Dataset excerpts
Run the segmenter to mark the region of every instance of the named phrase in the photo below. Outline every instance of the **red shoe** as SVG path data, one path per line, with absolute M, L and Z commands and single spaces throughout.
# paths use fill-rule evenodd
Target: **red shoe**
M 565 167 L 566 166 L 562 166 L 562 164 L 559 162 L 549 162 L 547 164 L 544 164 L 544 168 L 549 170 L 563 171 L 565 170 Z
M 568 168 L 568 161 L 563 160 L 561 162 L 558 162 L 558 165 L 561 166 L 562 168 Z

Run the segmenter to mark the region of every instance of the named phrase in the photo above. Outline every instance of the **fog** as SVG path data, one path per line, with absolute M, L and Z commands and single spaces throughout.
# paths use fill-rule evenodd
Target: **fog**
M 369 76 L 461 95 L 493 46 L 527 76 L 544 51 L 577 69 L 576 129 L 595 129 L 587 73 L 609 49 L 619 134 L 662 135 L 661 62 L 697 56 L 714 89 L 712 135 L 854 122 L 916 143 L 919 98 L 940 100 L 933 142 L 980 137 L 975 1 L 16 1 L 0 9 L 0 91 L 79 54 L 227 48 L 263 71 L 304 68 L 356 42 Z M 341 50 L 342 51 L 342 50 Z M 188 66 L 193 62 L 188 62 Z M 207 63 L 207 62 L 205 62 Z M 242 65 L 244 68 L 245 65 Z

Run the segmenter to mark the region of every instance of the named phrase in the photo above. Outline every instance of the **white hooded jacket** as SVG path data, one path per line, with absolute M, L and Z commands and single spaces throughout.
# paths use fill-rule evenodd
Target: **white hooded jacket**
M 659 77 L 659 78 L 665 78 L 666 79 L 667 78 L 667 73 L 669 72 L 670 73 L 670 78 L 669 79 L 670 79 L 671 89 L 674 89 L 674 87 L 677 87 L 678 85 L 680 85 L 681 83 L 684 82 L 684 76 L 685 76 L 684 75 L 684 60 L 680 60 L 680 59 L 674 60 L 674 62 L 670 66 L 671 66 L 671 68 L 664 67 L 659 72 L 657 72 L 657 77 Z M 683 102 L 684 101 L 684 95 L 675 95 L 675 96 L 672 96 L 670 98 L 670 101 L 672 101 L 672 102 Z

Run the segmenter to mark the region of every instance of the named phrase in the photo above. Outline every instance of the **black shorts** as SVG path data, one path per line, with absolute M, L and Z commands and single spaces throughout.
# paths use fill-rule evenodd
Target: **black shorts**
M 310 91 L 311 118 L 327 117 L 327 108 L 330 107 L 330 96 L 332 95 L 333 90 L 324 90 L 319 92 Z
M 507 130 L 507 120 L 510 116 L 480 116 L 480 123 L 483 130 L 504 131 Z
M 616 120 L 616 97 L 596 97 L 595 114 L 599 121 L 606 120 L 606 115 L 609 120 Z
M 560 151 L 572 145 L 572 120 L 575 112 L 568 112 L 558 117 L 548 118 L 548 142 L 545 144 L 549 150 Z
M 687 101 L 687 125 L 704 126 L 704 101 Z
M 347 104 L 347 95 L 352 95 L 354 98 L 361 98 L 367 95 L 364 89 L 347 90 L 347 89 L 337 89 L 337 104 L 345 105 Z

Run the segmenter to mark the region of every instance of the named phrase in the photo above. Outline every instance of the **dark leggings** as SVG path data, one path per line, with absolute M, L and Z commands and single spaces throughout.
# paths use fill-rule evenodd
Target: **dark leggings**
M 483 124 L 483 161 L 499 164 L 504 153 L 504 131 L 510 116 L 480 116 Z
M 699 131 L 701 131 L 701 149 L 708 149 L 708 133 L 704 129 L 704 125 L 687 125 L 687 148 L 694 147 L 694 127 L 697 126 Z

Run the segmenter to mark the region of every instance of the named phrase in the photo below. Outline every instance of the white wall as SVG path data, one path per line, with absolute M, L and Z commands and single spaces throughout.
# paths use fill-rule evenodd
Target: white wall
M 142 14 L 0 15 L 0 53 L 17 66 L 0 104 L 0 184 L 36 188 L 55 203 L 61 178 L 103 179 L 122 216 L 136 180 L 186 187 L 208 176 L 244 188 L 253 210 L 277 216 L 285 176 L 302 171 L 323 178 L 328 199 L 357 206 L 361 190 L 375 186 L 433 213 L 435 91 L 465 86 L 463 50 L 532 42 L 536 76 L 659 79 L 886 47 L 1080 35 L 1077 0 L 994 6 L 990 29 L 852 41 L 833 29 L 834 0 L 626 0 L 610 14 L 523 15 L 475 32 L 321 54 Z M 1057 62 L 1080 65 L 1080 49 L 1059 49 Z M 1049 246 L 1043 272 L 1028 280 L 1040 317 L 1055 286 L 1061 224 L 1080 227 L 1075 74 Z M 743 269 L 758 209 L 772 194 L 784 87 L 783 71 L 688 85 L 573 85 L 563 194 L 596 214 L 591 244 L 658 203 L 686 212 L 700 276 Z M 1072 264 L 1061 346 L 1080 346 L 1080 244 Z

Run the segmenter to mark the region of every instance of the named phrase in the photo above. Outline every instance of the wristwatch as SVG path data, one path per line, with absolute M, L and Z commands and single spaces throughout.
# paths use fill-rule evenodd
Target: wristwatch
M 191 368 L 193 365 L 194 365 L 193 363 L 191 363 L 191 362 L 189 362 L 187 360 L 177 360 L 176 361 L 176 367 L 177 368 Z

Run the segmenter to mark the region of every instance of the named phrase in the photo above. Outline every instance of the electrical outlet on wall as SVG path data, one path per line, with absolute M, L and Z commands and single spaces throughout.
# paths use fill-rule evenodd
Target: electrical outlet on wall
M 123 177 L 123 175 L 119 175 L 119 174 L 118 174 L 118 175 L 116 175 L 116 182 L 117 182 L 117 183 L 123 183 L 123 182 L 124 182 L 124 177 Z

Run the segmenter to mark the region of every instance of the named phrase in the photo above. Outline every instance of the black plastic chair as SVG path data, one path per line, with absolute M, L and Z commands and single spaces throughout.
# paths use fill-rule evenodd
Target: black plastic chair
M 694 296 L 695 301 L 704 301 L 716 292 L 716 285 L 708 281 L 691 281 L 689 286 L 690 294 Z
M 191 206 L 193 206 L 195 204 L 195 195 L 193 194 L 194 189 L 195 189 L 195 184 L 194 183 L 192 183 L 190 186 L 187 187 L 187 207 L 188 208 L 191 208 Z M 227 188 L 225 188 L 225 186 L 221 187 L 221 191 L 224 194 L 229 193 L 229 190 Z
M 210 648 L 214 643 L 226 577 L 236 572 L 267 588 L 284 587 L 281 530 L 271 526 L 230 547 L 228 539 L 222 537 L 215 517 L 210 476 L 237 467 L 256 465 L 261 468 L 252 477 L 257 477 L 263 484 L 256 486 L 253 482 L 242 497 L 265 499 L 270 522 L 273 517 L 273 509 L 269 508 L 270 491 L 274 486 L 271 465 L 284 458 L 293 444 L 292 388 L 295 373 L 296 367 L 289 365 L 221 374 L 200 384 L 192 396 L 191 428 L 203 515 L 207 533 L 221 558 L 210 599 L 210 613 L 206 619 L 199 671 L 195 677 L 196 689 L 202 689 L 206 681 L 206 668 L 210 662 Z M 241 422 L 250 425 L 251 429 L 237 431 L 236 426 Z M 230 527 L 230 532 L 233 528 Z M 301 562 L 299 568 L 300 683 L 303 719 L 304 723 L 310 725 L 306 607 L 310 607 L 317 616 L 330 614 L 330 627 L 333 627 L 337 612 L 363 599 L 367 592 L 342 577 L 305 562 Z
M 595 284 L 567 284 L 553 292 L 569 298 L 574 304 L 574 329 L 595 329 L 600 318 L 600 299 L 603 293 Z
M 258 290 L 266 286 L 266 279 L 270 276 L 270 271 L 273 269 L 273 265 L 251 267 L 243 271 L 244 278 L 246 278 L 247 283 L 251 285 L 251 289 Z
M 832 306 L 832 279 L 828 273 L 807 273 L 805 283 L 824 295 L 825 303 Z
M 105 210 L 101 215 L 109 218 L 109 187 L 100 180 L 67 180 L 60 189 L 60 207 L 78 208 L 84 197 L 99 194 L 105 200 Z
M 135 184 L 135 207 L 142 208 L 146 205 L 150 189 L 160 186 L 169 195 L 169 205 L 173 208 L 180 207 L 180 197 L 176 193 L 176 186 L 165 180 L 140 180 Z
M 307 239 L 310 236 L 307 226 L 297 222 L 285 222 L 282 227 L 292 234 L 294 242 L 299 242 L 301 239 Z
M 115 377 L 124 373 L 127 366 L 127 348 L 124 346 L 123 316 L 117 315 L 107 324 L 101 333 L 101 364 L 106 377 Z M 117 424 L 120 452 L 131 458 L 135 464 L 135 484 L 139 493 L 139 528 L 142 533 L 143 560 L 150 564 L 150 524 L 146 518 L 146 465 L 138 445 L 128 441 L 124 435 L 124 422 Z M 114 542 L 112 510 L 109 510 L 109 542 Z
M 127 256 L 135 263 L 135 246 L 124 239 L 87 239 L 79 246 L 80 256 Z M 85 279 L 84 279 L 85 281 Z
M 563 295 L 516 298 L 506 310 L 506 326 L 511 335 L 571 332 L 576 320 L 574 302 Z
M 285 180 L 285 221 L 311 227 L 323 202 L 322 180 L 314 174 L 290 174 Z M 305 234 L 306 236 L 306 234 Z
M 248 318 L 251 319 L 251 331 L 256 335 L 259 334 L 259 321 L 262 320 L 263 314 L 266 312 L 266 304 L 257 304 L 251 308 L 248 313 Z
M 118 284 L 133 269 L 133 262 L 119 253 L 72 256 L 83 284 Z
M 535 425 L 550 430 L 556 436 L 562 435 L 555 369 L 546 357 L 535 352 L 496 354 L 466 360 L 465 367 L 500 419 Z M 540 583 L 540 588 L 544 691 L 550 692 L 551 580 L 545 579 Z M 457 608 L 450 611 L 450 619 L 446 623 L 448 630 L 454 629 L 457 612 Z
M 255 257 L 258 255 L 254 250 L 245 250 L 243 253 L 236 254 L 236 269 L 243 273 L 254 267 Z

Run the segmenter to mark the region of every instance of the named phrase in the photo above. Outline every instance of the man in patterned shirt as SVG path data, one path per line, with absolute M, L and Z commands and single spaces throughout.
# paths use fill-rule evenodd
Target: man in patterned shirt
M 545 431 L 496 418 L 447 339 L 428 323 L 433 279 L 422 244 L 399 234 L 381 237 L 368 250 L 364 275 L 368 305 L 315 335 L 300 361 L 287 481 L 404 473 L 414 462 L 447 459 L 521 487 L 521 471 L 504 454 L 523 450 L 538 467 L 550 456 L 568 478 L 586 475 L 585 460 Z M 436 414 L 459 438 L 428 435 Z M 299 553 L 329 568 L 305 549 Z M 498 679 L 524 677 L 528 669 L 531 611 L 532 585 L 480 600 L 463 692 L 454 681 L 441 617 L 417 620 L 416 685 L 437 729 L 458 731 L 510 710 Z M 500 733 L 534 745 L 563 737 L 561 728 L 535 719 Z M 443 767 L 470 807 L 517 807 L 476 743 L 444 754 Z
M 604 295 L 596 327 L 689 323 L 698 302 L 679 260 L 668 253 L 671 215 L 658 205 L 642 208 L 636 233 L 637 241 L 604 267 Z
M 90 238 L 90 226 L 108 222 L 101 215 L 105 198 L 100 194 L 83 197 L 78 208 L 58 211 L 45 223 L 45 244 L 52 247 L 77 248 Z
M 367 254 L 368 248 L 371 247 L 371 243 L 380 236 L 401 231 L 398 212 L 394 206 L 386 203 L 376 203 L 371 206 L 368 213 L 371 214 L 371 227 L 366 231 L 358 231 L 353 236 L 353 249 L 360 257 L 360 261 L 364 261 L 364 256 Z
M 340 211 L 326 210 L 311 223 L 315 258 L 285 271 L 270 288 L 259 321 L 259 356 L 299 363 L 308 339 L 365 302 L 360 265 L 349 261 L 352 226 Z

§ Work task: Where a line of the records has the string "below", copy that line.

§ Output for this task:
Run the segmenter to mark the region of every instance of the named phrase in the photo below. Outline every instance of the **red shoe** as SVG path data, one path per line, with absolute M, L and Z commands and single spaces throughout.
Run the segmenter to mark the region of every instance of the named phrase in the photo below. Outline every instance of the white wall as SVG path data, one path per line, with absolute M, L and Z commands and single spaces throughout.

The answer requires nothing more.